• [Exercise instructions]:
What is the number of lines in these records that hold the word "lace"? Reply with that number alone.

Stored data entries
---

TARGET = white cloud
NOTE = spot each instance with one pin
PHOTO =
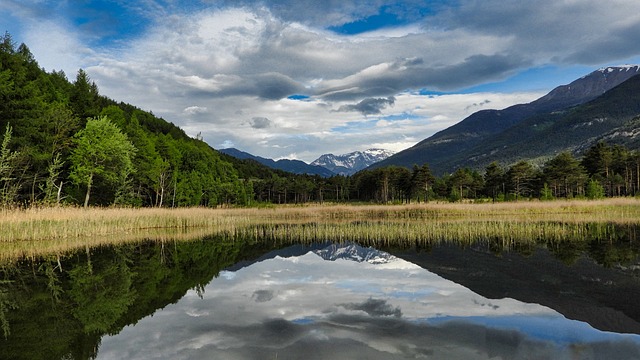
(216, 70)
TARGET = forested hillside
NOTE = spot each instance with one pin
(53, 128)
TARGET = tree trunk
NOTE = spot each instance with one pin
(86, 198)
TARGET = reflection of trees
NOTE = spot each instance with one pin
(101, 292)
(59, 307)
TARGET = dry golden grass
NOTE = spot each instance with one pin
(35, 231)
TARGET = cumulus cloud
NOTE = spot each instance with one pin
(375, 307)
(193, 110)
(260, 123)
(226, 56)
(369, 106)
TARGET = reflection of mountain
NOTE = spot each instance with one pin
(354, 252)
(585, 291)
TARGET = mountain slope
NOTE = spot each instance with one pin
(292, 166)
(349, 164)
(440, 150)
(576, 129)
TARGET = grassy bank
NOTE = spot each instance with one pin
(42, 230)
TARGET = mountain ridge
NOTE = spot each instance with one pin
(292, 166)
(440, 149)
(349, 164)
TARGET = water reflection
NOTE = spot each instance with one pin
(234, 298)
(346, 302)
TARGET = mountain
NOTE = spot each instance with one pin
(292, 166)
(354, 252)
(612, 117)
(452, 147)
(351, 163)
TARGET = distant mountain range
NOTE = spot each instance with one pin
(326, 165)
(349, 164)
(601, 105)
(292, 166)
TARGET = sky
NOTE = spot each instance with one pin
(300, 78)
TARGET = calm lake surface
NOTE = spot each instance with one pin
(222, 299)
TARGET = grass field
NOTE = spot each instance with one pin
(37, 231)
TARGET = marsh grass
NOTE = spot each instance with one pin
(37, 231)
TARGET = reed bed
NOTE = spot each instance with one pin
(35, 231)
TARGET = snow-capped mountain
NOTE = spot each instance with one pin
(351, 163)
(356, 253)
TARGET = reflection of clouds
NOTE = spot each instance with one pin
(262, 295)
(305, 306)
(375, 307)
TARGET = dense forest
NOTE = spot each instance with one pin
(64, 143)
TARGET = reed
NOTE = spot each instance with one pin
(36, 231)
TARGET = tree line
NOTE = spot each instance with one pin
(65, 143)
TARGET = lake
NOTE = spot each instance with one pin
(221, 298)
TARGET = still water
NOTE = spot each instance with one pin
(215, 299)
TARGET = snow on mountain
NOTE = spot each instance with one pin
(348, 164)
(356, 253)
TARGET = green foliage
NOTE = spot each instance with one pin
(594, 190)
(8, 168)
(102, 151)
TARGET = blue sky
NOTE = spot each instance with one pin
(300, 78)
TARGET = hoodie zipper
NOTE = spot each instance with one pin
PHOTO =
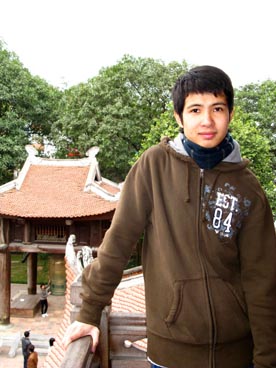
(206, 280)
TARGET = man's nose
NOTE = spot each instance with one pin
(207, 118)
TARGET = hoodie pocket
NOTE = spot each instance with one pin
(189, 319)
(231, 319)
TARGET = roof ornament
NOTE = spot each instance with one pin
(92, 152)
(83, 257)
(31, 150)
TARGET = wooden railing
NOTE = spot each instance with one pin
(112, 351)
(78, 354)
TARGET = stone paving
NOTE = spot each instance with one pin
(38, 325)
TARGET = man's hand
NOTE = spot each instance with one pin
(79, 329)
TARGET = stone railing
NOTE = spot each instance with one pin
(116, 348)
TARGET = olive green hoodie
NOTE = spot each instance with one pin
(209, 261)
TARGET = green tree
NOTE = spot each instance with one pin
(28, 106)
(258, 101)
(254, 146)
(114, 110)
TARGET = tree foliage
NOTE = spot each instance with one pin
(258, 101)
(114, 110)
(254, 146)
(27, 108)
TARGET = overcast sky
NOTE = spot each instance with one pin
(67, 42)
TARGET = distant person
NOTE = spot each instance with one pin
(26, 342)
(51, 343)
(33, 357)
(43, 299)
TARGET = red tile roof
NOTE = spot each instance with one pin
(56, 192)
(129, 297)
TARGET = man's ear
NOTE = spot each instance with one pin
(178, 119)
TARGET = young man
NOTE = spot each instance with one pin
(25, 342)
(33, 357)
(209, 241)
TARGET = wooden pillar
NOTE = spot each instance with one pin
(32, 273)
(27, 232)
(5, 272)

---

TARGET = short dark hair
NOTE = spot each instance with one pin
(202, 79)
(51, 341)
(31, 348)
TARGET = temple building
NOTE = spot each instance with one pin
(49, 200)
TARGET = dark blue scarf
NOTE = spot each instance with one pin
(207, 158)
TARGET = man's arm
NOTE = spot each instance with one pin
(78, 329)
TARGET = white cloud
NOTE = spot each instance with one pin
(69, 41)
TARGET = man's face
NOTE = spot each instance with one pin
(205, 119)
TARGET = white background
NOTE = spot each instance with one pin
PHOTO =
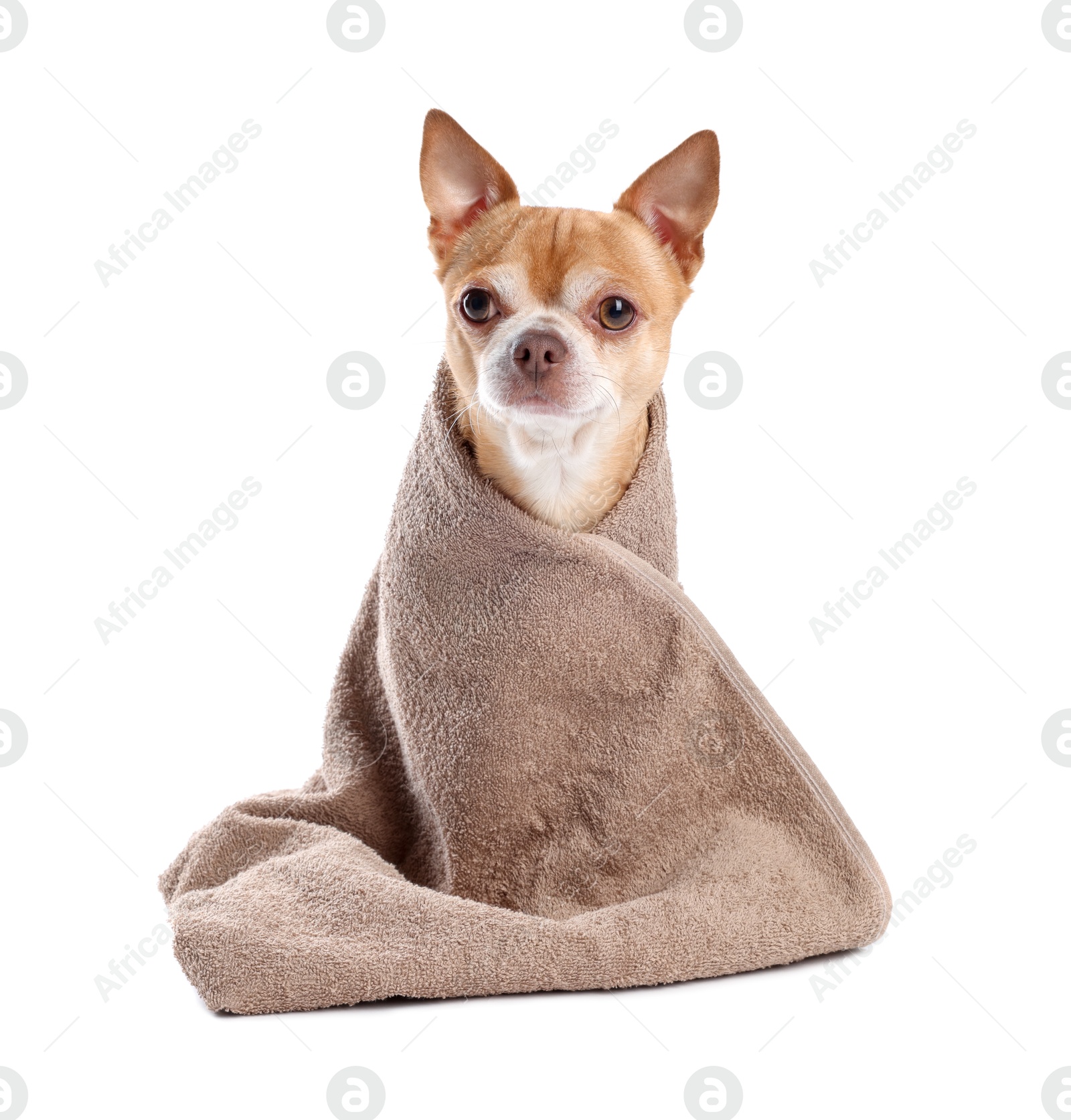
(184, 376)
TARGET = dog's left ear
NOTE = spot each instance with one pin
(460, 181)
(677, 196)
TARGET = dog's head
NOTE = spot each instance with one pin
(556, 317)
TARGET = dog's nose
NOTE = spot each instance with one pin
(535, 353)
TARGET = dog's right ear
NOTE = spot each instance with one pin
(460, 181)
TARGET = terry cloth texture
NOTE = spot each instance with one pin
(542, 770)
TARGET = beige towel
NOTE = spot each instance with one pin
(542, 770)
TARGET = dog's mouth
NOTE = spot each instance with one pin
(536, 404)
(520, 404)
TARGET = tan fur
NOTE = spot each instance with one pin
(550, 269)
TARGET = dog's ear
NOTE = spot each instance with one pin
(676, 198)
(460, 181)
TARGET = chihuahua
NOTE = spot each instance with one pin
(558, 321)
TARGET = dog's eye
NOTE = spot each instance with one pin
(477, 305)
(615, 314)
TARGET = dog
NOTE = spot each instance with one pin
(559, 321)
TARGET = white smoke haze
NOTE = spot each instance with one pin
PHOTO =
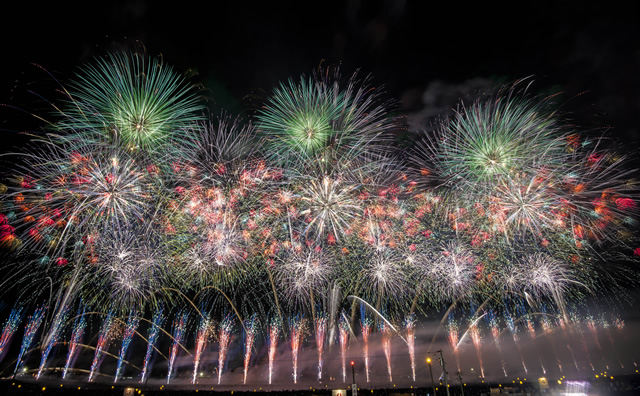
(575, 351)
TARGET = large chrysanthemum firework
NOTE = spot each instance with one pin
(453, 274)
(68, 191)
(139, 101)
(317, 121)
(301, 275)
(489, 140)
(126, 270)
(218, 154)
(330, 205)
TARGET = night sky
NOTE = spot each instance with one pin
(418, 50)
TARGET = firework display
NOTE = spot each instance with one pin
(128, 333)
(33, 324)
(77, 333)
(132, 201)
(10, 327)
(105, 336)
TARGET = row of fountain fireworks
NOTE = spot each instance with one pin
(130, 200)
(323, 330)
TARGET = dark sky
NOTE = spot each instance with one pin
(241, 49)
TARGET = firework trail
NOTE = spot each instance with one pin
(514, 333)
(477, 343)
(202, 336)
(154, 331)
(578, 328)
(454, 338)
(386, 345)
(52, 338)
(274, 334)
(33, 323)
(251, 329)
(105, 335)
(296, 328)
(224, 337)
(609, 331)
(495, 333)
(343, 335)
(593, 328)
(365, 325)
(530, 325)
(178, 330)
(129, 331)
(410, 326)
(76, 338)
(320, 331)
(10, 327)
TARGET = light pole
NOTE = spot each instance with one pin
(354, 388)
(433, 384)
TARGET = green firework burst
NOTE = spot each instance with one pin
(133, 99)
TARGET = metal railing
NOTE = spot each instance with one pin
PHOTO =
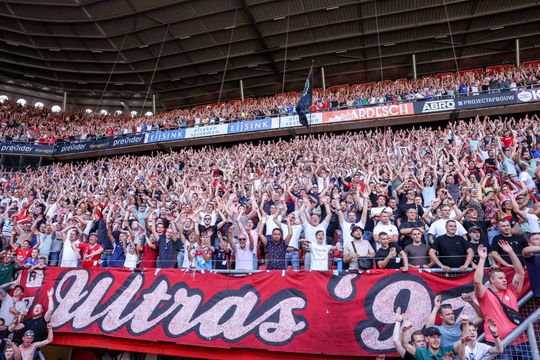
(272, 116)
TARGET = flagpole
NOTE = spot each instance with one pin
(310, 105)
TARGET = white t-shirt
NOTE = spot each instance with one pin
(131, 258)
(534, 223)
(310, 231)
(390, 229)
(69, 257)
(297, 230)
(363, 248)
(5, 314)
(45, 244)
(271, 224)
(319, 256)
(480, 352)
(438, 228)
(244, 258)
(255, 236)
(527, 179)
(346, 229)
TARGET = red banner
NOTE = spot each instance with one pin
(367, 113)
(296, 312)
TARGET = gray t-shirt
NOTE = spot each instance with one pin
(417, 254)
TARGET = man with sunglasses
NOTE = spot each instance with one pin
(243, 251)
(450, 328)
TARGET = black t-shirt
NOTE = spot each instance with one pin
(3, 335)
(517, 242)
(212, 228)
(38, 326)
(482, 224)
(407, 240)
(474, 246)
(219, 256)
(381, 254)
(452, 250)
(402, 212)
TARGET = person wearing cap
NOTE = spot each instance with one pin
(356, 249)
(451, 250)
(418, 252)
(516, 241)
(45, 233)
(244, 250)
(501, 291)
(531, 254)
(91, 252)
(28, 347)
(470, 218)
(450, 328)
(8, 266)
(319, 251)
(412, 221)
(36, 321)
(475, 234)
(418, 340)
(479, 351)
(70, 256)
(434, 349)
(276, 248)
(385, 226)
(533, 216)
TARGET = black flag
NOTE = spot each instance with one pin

---

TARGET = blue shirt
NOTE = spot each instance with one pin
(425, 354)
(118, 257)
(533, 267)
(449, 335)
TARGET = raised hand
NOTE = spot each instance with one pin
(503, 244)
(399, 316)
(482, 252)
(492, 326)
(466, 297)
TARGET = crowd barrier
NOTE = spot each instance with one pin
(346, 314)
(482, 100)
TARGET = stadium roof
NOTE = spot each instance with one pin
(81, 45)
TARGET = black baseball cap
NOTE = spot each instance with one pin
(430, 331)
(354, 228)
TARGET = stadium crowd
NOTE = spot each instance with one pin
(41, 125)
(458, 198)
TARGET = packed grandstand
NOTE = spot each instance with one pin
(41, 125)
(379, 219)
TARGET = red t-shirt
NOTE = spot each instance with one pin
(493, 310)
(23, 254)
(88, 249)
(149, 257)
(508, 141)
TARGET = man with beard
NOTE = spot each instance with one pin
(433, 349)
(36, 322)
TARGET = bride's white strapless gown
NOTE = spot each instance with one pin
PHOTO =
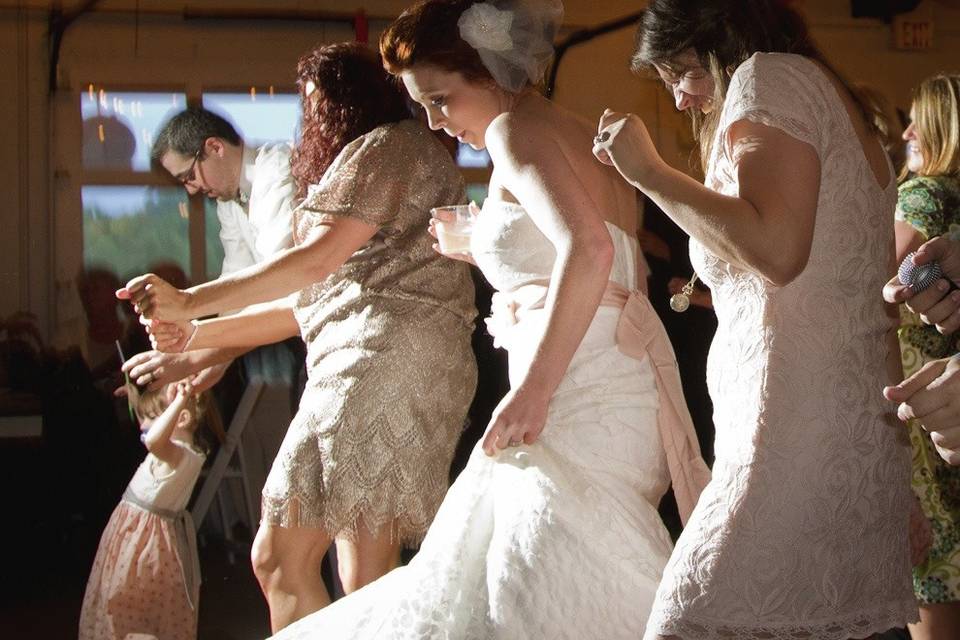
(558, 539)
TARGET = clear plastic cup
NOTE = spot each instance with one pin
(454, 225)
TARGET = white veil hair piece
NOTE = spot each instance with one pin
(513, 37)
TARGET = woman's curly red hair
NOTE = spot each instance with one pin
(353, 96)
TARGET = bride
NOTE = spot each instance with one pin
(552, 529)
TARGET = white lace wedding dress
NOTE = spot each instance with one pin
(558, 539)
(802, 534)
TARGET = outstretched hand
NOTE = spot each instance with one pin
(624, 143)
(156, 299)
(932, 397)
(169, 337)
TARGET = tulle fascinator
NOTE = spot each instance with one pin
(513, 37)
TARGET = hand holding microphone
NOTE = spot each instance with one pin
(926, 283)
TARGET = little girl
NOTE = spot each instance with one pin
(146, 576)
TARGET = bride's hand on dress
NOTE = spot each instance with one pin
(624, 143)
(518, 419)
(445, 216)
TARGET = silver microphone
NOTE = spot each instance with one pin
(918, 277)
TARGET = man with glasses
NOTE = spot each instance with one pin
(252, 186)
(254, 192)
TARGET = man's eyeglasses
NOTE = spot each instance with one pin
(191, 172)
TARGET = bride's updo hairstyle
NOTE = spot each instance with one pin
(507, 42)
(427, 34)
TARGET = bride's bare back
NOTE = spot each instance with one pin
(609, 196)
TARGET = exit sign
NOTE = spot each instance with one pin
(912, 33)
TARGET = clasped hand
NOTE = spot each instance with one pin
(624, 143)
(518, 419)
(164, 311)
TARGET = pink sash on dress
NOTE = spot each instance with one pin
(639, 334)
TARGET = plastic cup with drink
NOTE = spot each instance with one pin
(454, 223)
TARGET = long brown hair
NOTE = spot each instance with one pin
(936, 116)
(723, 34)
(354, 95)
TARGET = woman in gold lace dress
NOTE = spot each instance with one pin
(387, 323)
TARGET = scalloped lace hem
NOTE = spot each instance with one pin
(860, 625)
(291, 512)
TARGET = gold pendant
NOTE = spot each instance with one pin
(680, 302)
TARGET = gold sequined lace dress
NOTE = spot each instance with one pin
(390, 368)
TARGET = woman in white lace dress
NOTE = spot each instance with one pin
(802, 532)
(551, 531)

---

• [Written response]:
5